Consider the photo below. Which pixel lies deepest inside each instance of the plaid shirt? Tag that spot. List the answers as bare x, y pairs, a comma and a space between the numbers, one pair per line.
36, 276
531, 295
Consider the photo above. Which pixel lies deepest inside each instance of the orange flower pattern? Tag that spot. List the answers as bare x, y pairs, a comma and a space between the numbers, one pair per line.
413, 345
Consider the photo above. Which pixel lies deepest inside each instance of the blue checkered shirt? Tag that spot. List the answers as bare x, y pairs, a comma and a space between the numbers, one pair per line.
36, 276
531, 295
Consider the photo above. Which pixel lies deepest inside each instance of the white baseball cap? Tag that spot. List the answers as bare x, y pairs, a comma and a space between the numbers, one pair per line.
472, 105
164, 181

### Instruction
Recast the material above as a Markdown table with two columns, Row and Text. Number each nonblank line in order and omit blank lines.

### Exercise result
| Row | Text |
|---|---|
| 1 | Consider the photo below. Which pixel lies deepest inside each instance of the plaid shirt? Tag that spot. List the answers as bare x, y pairs, a comma and a space between the numbers, one pair per line. |
| 2 | 36, 276 |
| 3 | 531, 295 |
| 4 | Consider the photo above. Which pixel lies deepest inside each instance of the orange flower pattern? Tag that spot. List the answers as bare x, y pairs, a comma and a space between the numbers, one pair per line. |
| 5 | 413, 345 |
| 6 | Consider the photo above. Which pixel lies deepest inside each instance of the blue checkered shirt? Tag that spot. List the answers as bare x, y pairs, a comma and a space between the numbers, one pair per line. |
| 7 | 36, 276 |
| 8 | 531, 295 |
| 9 | Consider the photo above. Which pixel lies deepest inside each instance of the white baseball cap? Tag that spot. List the answers as bare x, y pairs, a comma and a space between the numbers, one pair per line. |
| 10 | 472, 105 |
| 11 | 164, 181 |